» **TASKS FOR THIS EXERCISE**
**1)** Shorten the paragraph of the single-backend CDN page that begins "In order to do so," into a short bulleted list that keeps its main facts.
**2)** Reproduce the stretch of the single-backend CDN page from "In order to" through "interpreting the results." word for word.
**3)** Carry on the single-backend CDN page from its last sentence, in the same style.

» **SUPPLIED TEXT**
------------------------------------------------

Page MenuHomePhabricator

Experiment with single backend CDN nodes
Open, MediumPublic

Description

We want to evaluate the practical performance implications of using a single, local, cache backend instead of spreading the whole datastet to multiple nodes with c-hashing.

In order to do so, we need to change the current Puppetization to allow taking one host out of c-hash, and use it exclusively as a local backend. This could be done by using a hiera setting, say cache::single_backend_fqdn, and excluding such hostname from the pool of backends for a given cache cluster/DC. Additionally, we need to use only localhost as the cache backend for the host cache::single_backend_fqdn itself.

Dashboards such as cache-hosts-comparison can then be used to observe the impact on hitrate/ttfb on various nodes. By having N-1 backend nodes instead of N there may be some backend hitrate change across the board to take into account when interpreting the results.

------------------------------------------------

» **INFORMATION GIVEN**
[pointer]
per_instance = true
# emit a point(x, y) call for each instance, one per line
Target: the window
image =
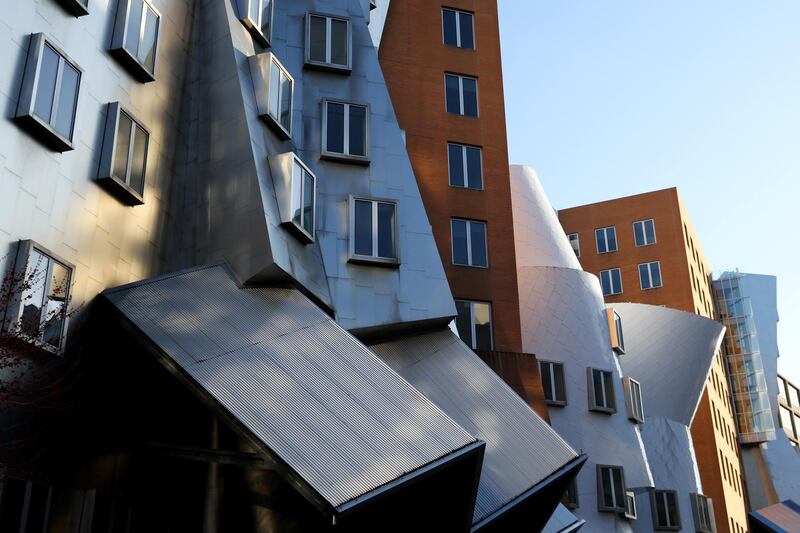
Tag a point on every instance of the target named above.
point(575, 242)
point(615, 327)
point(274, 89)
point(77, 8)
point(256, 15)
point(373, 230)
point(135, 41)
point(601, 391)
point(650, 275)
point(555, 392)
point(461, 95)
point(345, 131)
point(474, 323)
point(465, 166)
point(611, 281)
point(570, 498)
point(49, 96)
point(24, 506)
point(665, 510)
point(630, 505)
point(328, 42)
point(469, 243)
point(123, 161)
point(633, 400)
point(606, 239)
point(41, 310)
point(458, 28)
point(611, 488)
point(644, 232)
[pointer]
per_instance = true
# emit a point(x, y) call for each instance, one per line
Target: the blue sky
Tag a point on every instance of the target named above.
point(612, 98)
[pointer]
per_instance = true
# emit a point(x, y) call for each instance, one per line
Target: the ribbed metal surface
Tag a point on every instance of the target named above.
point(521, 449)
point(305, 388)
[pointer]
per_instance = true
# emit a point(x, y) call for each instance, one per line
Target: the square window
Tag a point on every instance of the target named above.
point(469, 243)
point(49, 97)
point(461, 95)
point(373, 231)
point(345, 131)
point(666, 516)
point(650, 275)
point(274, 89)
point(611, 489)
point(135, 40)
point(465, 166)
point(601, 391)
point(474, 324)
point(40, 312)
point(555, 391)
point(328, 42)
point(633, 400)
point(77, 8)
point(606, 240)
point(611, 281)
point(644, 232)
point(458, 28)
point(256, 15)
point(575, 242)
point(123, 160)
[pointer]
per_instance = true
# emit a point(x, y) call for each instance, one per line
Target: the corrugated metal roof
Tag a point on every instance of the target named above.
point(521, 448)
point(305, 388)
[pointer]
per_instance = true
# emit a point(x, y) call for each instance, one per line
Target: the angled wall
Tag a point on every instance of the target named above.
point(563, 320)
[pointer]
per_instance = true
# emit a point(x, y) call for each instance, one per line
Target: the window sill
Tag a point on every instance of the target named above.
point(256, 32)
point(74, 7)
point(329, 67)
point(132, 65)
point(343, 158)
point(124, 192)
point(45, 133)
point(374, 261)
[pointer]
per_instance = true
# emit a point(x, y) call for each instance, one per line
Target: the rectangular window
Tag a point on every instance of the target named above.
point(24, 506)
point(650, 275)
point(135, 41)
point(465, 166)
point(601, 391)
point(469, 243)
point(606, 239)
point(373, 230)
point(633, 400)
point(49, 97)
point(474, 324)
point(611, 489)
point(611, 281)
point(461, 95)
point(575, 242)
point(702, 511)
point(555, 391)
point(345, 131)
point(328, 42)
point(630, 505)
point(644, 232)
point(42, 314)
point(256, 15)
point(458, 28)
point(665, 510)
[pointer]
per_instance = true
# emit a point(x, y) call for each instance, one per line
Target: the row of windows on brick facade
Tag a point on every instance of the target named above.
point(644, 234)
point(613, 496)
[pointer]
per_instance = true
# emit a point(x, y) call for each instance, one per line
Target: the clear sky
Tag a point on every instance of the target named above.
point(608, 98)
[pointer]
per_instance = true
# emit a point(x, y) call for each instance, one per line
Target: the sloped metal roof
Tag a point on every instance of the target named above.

------------------------------------------------

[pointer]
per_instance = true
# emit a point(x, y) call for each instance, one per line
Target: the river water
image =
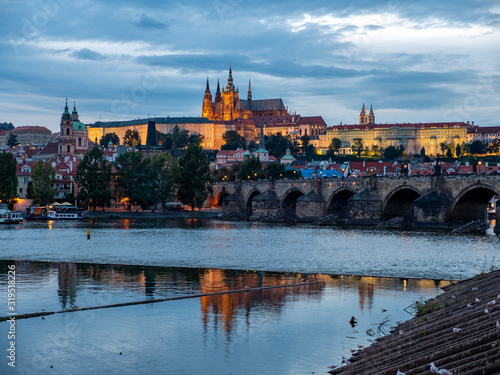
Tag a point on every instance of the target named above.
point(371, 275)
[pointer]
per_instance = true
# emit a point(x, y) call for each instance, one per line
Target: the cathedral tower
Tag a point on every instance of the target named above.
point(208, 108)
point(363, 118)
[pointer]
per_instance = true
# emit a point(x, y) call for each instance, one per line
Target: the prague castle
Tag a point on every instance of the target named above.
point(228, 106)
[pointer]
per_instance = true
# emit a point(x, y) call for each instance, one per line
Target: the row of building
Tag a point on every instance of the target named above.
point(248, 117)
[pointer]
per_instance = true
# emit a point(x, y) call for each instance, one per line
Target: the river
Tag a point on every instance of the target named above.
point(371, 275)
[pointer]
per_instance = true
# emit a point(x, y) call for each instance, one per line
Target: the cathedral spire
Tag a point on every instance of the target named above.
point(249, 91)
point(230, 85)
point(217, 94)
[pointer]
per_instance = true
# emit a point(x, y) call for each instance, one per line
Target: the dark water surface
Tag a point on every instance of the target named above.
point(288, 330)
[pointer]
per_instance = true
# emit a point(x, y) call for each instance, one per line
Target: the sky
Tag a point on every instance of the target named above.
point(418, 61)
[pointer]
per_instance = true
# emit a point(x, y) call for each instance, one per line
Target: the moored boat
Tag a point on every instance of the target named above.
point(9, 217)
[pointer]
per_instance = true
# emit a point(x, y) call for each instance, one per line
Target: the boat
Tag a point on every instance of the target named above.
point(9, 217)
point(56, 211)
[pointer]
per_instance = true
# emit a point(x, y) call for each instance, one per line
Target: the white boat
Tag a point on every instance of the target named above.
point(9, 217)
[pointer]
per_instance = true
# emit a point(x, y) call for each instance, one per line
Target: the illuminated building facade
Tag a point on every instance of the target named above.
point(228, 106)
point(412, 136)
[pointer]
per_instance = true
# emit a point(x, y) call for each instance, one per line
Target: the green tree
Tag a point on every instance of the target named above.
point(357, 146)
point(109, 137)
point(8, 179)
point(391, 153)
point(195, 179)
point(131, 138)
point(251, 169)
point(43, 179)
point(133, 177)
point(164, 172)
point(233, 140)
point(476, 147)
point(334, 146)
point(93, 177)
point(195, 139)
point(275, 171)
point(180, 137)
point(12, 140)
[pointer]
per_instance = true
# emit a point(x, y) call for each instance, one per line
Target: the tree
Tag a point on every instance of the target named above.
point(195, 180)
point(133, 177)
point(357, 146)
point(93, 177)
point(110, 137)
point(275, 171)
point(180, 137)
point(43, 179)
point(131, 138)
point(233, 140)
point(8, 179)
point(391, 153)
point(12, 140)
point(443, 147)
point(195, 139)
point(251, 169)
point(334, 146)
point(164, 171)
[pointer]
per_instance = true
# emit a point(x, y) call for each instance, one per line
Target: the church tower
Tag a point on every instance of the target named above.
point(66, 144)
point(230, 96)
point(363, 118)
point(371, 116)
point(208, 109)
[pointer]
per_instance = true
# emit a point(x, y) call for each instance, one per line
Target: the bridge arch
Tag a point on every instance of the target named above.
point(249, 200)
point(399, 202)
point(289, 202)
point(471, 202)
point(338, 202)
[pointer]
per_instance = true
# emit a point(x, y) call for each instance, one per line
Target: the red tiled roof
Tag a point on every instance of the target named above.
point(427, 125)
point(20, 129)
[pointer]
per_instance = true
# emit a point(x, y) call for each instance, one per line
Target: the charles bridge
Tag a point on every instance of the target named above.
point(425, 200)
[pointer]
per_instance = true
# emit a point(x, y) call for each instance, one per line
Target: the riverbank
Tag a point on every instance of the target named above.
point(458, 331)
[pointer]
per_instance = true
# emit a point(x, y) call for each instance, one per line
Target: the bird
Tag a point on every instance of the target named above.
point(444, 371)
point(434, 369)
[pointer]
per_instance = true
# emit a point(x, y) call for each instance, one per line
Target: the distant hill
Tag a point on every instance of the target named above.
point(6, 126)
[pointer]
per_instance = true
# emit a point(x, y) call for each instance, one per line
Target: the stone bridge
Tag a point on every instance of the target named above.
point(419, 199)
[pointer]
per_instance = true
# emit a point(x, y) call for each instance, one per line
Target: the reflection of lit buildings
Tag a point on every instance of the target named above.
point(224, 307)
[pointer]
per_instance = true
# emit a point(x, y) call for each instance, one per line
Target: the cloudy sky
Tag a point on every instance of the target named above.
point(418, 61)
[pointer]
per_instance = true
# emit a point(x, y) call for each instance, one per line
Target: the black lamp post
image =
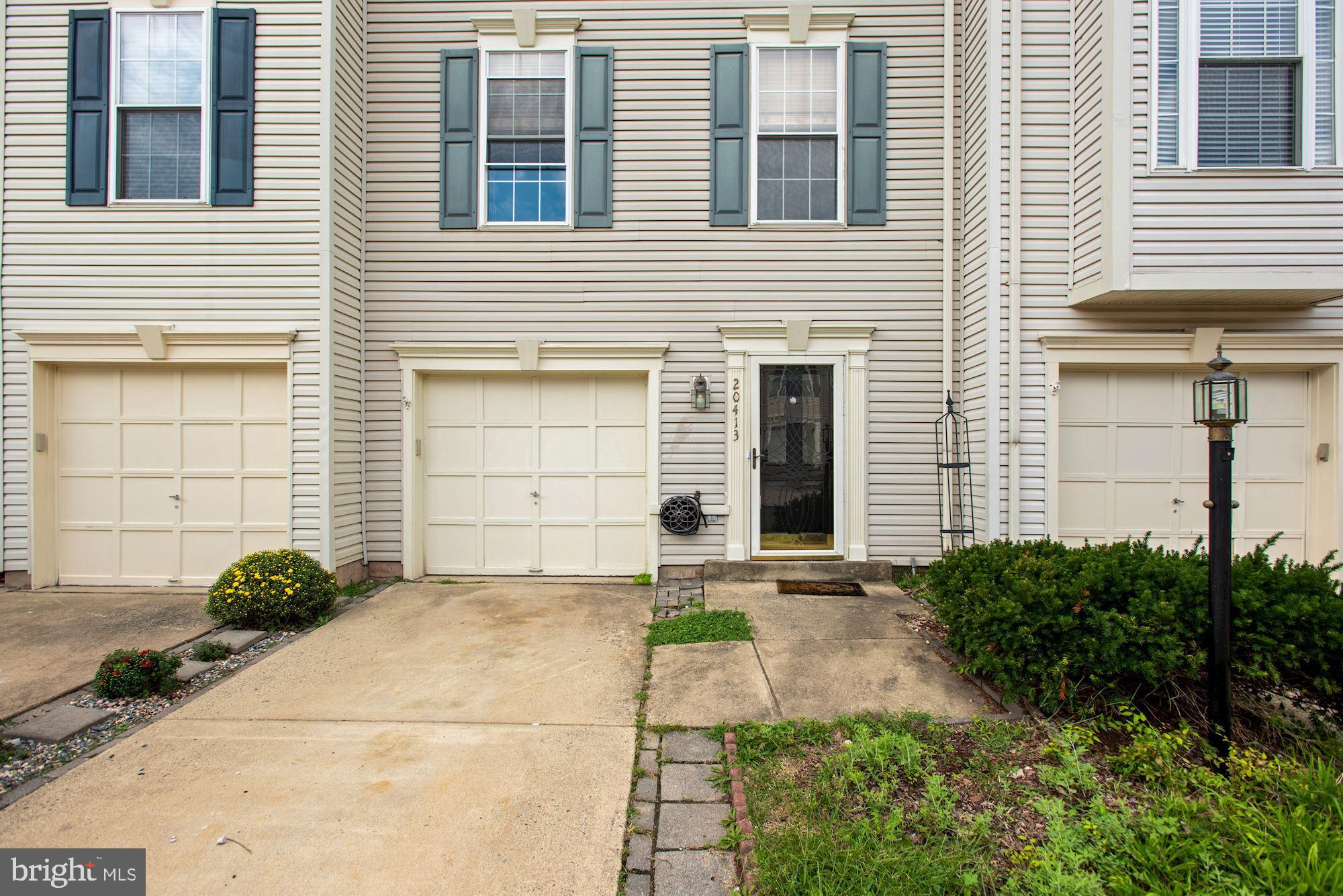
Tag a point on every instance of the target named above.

------------------------------------------------

» **SOLVED TASKS**
**1)**
- Change the current Puppetization so one host can be taken out of c-hash and used only as a local backend.
- A possible way to do this is a hiera setting such as cache::single_backend_fqdn, with that hostname left out of the backend pool for a given cache cluster/DC.
- The host named in cache::single_backend_fqdn should use only localhost as its cache backend.

**2)**
In order to do so, we need to change the current Puppetization to allow taking one host out of c-hash, and use it exclusively as a local backend. This could be done by using a hiera setting, say cache::single_backend_fqdn, and excluding such hostname from the pool of backends for a given cache cluster/DC. Additionally, we need to use only localhost as the cache backend for the host cache::single_backend_fqdn itself.

Dashboards such as cache-hosts-comparison can then be used to observe the impact on hitrate/ttfb on various nodes. By having N-1 backend nodes instead of N there may be some backend hitrate change across the board to take into account when interpreting the results.

**3)**
The procedure for enabling the experiment on one node ($host) is as follows:

  • Depool the host from all user traffic with sudo -i depool
  • (Optional but good to evaluate hitrate): Stop trafficserver.service, empty ATS backend cache with traffic_server -C clear_cache, start trafficserver.service
  • Set cache::single_backend_fqdn: $host in hiera for the DC/cluster the host is part of (eg: for host=cp4027, ulsfo/text)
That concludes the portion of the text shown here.